Crypto market rally boosted by Bitcoin surge

The first main reason why the crypto market rally is happening is that the Bitcoin price is in a strong surge and is sitting at its all-time high.

BTC price soared to a record high of over $125,000 for several reasons, including the robust ETF inflows and its safe-haven appeal rises among investors. 

Bitcoin has also been boosted by the ongoing supply and demand dynamics. BTC has a supply limit of about 21 million coins and is seeing robust demand from American institutional investors. 

It is common for altcoins like Ethereum, Solana, and XRP to jump whenever Bitcoin is in a strong rally.

Federal Reserve interest rate cuts

The other catalyst for the BTC and the crypto market is that the Federal Reserve has embraced a more dovish sentiment in the past few months. 

Jerome Powell and his committee decided to cut interest rates in the last meeting in September. It brought the benchmark rate to between 4.00% and 4.25%. Also, the bank hinted that it will cut interest rates in the coming meeting.

§ **Stored records**:
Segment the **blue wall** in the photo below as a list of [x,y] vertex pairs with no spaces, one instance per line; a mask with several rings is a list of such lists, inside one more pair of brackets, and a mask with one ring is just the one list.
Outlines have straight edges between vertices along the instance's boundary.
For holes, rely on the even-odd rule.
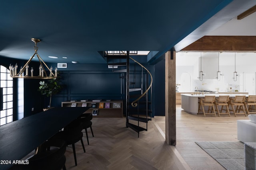
[[[26,61],[17,61],[17,60],[0,57],[0,64],[7,67],[10,62],[12,63],[19,62],[18,64],[21,65]],[[140,60],[150,71],[153,77],[153,115],[164,115],[164,61],[155,65],[149,65],[147,64],[146,61],[145,61],[146,60],[146,57],[144,60],[142,59]],[[56,63],[54,63],[47,64],[49,66],[52,66],[54,70],[57,65]],[[34,71],[34,74],[36,74],[37,69],[35,68],[39,66],[38,63],[32,62],[30,65],[30,68],[33,67],[34,70],[36,70]],[[134,67],[134,64],[131,63],[130,67]],[[138,68],[136,69],[138,70]],[[52,97],[51,106],[52,107],[61,107],[62,102],[71,100],[95,98],[125,100],[126,98],[125,79],[120,78],[122,75],[121,73],[113,72],[112,69],[108,68],[106,64],[68,63],[68,68],[58,69],[58,72],[62,77],[61,83],[65,85],[65,87],[59,94]],[[24,79],[24,117],[42,111],[43,108],[49,105],[49,98],[42,96],[38,91],[39,82],[41,80]],[[16,82],[17,80],[14,79],[14,88],[17,88]],[[17,98],[14,97],[14,100],[17,101]],[[14,107],[16,108],[16,105]],[[34,111],[32,111],[32,108],[34,108]],[[14,114],[17,114],[16,110],[14,112]]]

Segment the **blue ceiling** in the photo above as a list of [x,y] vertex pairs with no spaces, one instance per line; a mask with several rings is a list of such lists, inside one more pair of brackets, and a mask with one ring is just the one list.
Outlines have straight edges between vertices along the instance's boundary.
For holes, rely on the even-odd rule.
[[154,64],[182,40],[190,36],[178,50],[205,35],[207,29],[198,28],[222,10],[230,7],[221,16],[232,15],[212,24],[227,21],[255,1],[2,0],[0,55],[28,60],[36,38],[42,40],[38,53],[47,62],[106,63],[98,51],[155,51],[148,59]]

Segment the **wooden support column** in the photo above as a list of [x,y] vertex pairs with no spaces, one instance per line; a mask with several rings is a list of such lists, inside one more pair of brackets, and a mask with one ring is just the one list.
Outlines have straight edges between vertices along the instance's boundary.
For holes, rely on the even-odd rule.
[[165,141],[176,145],[176,56],[175,51],[165,53]]

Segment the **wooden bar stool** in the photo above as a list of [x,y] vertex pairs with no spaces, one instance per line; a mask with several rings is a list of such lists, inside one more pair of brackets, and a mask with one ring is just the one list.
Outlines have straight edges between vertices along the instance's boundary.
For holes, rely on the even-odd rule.
[[[220,96],[218,98],[216,98],[215,100],[215,106],[217,108],[217,111],[218,114],[219,115],[219,117],[220,117],[220,114],[228,114],[229,117],[230,116],[230,114],[229,112],[229,109],[228,109],[228,101],[229,101],[229,96]],[[220,112],[219,111],[219,109],[218,108],[218,106],[221,106],[221,109],[220,109]],[[226,109],[223,108],[223,107],[226,106]],[[222,113],[222,111],[226,110],[225,113]]]
[[[248,115],[256,113],[256,96],[249,96],[248,98],[246,98],[245,104],[245,108]],[[249,106],[249,108],[248,106]],[[250,112],[252,110],[254,112]]]
[[[235,98],[230,98],[229,100],[229,104],[231,106],[232,110],[235,116],[236,117],[236,114],[244,114],[246,116],[246,113],[244,109],[245,96],[236,96]],[[236,106],[236,110],[234,108],[234,106]],[[240,112],[242,111],[243,112]]]
[[[207,115],[214,115],[216,116],[216,112],[215,112],[215,109],[214,108],[214,102],[215,101],[215,96],[206,96],[204,98],[200,99],[200,104],[199,108],[198,108],[198,113],[200,111],[202,111],[205,117],[206,114]],[[204,106],[208,106],[208,111],[207,113],[205,113]],[[200,107],[202,107],[202,110],[200,109]],[[209,113],[211,108],[211,112]],[[213,111],[213,113],[212,113]]]

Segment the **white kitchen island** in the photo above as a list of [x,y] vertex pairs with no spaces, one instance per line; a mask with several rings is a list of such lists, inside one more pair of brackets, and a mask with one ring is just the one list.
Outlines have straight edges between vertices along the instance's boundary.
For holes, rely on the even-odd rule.
[[215,96],[218,98],[219,96],[229,96],[230,97],[234,98],[236,96],[248,96],[248,93],[234,92],[232,93],[219,93],[214,94],[197,94],[194,93],[182,94],[181,95],[181,108],[185,111],[193,115],[197,115],[198,111],[199,102],[200,98],[204,98],[205,96]]

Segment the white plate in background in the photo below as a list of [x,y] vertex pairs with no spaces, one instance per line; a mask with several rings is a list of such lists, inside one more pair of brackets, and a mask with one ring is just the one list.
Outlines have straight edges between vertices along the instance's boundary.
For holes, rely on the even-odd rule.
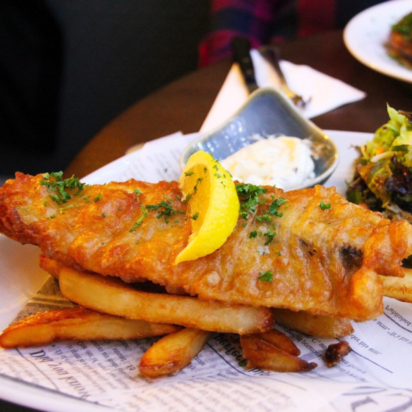
[[355,58],[373,70],[412,83],[412,69],[389,57],[385,48],[392,25],[411,12],[411,0],[391,0],[363,10],[345,27],[346,47]]

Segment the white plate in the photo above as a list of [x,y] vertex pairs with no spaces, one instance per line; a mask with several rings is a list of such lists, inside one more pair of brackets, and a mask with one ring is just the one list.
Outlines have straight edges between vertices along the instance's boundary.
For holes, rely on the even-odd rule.
[[367,9],[355,16],[345,27],[345,45],[365,66],[412,83],[412,70],[390,58],[384,46],[391,25],[411,12],[411,0],[392,0]]
[[[352,176],[352,162],[356,157],[353,146],[361,144],[372,135],[332,130],[326,133],[335,142],[340,154],[339,164],[326,185],[336,186],[340,193],[344,194],[345,181]],[[119,181],[133,156],[133,153],[126,154],[82,180],[90,184]],[[36,247],[23,246],[0,235],[0,330],[2,330],[34,294],[47,275],[37,264],[39,251]],[[115,411],[3,376],[0,376],[0,398],[47,412]]]

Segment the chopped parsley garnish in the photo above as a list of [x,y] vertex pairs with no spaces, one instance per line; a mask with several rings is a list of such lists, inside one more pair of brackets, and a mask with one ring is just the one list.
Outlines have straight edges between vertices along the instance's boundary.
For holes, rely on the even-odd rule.
[[324,203],[323,201],[321,201],[319,203],[319,207],[322,210],[325,210],[325,209],[330,209],[332,207],[332,205],[330,203]]
[[256,211],[260,204],[259,195],[264,194],[268,191],[262,186],[256,186],[251,183],[238,183],[236,192],[240,201],[240,216],[244,219],[247,219],[248,214],[253,214]]
[[192,198],[192,194],[188,193],[185,198],[185,200],[182,202],[182,203],[187,203]]
[[98,194],[98,196],[96,196],[96,197],[94,199],[93,199],[93,201],[95,203],[96,202],[98,202],[101,198],[102,194],[99,193],[99,194]]
[[279,213],[277,211],[277,208],[287,203],[288,201],[286,201],[286,199],[284,199],[283,198],[277,198],[277,199],[275,199],[269,206],[269,213],[272,216],[274,215],[278,218],[282,218],[282,216],[283,216],[283,213]]
[[271,271],[266,271],[266,272],[259,272],[259,280],[262,282],[272,282],[273,280],[273,273]]
[[158,212],[156,217],[158,219],[161,219],[164,216],[166,223],[169,222],[169,217],[172,214],[185,214],[184,211],[173,209],[172,203],[169,203],[165,201],[161,201],[157,205],[146,205],[146,209],[148,210],[157,210]]
[[268,240],[264,242],[264,245],[266,246],[267,244],[271,243],[272,240],[273,240],[273,238],[276,236],[276,232],[271,232],[270,231],[268,231],[266,233],[264,233],[263,236],[266,236],[268,238]]
[[130,229],[130,230],[129,230],[130,232],[133,232],[138,227],[140,227],[141,226],[141,224],[143,223],[143,220],[148,216],[148,212],[146,210],[146,207],[143,205],[141,205],[141,216],[137,219],[137,220],[136,220],[136,222],[135,222],[135,225],[133,225],[132,229]]
[[[79,179],[73,176],[65,179],[62,179],[62,172],[45,173],[43,175],[43,179],[40,181],[41,185],[45,186],[49,193],[54,193],[49,195],[50,198],[60,205],[66,203],[72,196],[79,194],[84,186],[84,183],[80,183]],[[71,194],[69,192],[74,193]]]
[[[197,180],[196,181],[196,185],[193,187],[193,192],[194,192],[194,194],[196,194],[196,192],[197,192],[198,185],[199,183],[201,183],[203,181],[203,177],[198,177]],[[187,198],[187,196],[186,196],[186,198]]]
[[268,214],[264,214],[261,216],[256,216],[256,219],[260,222],[270,222],[272,220],[272,216]]

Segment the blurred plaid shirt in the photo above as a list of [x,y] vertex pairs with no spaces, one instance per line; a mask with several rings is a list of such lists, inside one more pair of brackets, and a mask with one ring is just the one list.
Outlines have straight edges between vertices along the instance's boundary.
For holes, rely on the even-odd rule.
[[231,41],[253,47],[343,28],[352,17],[384,0],[212,0],[211,27],[200,47],[201,66],[231,56]]

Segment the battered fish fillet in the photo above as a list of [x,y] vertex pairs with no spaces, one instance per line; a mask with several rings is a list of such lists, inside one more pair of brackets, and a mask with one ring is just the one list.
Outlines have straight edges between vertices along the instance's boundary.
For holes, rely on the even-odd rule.
[[411,225],[350,203],[334,188],[268,187],[220,249],[174,265],[190,233],[176,182],[84,186],[59,205],[44,180],[17,173],[0,188],[0,231],[65,266],[146,278],[202,299],[365,321],[382,312],[378,275],[402,277],[412,253]]

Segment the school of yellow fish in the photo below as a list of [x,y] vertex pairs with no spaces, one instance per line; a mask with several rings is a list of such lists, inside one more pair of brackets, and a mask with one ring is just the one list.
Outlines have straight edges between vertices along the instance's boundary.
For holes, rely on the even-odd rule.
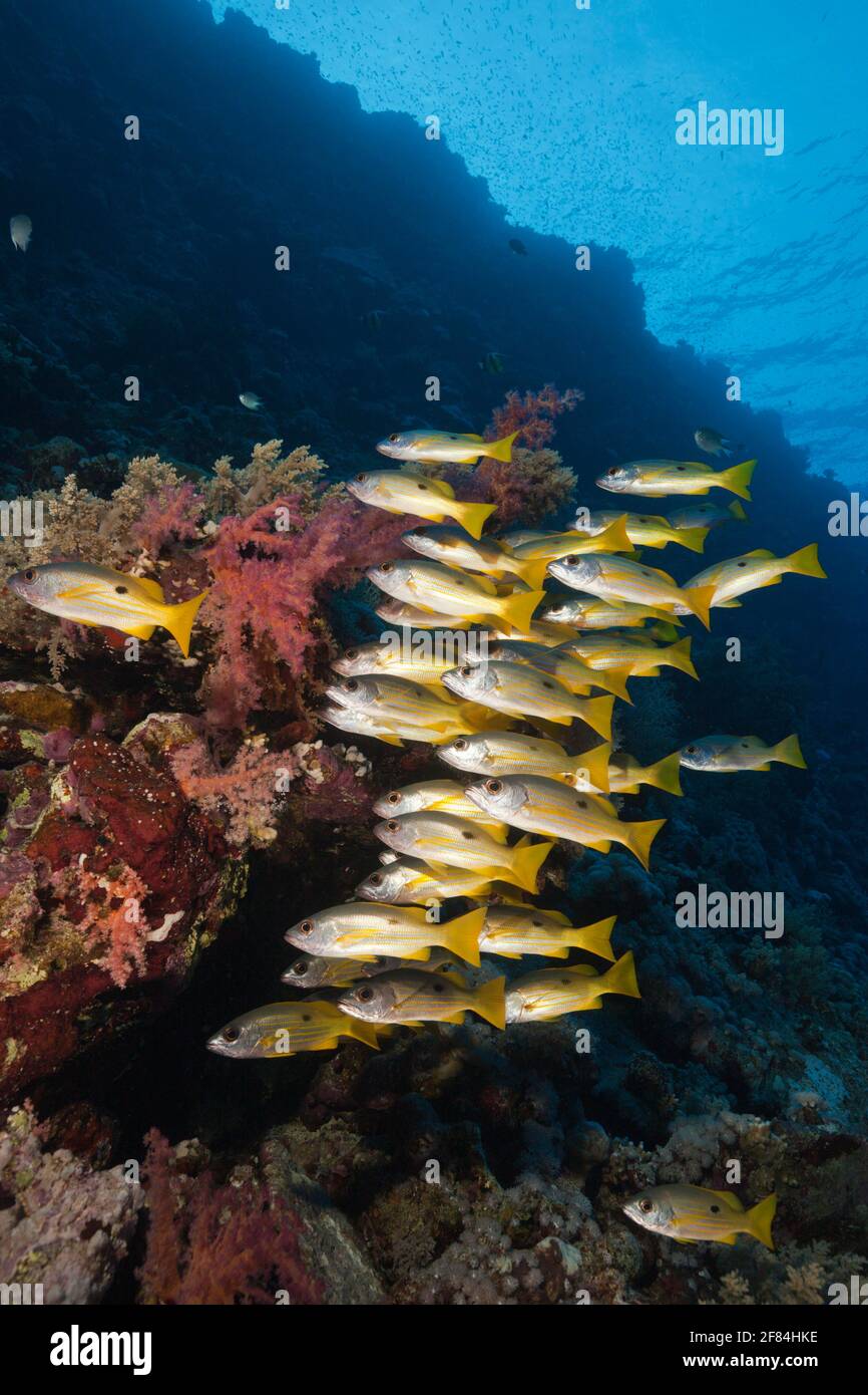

§ **What this exercise asks**:
**a.** In the crypto market article, what reasons does the sentence about the record high of over $125,000 give for Bitcoin's rise?
**b.** Proceed with the crypto market article, starting after its last sentence.
None of this material plays any part here.

§ **Responses to the tasks**:
**a.** It gives robust ETF inflows and Bitcoin's rising safe-haven appeal among investors.

**b.**
Odds that the bank will cut rates jumped last week after the government shutdown happened. The odds then increased after ADP published weak jobs numbers last week. This report showed that the economy lost over 36,000 jobs in September.

Another report by the Bureau of Labor Statistics (BLS) revealed that there are now more jobless people than there are vacancies.

Soaring Crypto Fear and Greed Index and Uptober rally

The crypto market is going up as investors embrace a risk-on sentiment. One of the signs for this is that the Crypto Fear and Greed Index has jumped to 58 and will likely hit the greed zone of 60 soon. It is common for cryptocurrencies to jump when investors are greedy. 

The greed sentiment is rising as investors predict that a Uptober rally will happen. Uptober refers to a situation where the crypto market experiences positive returns in September. 

Increasing ETF inflows and potential approvals

Meanwhile, the crypto market is thriving as investors focus on the ongoing ETF inflows. Data shows that Bitcoin ETFs added over $3.2 billion last week. Spot Ethereum ETFs added over $1 billion in assets and are now nearing their $15 billion milestone.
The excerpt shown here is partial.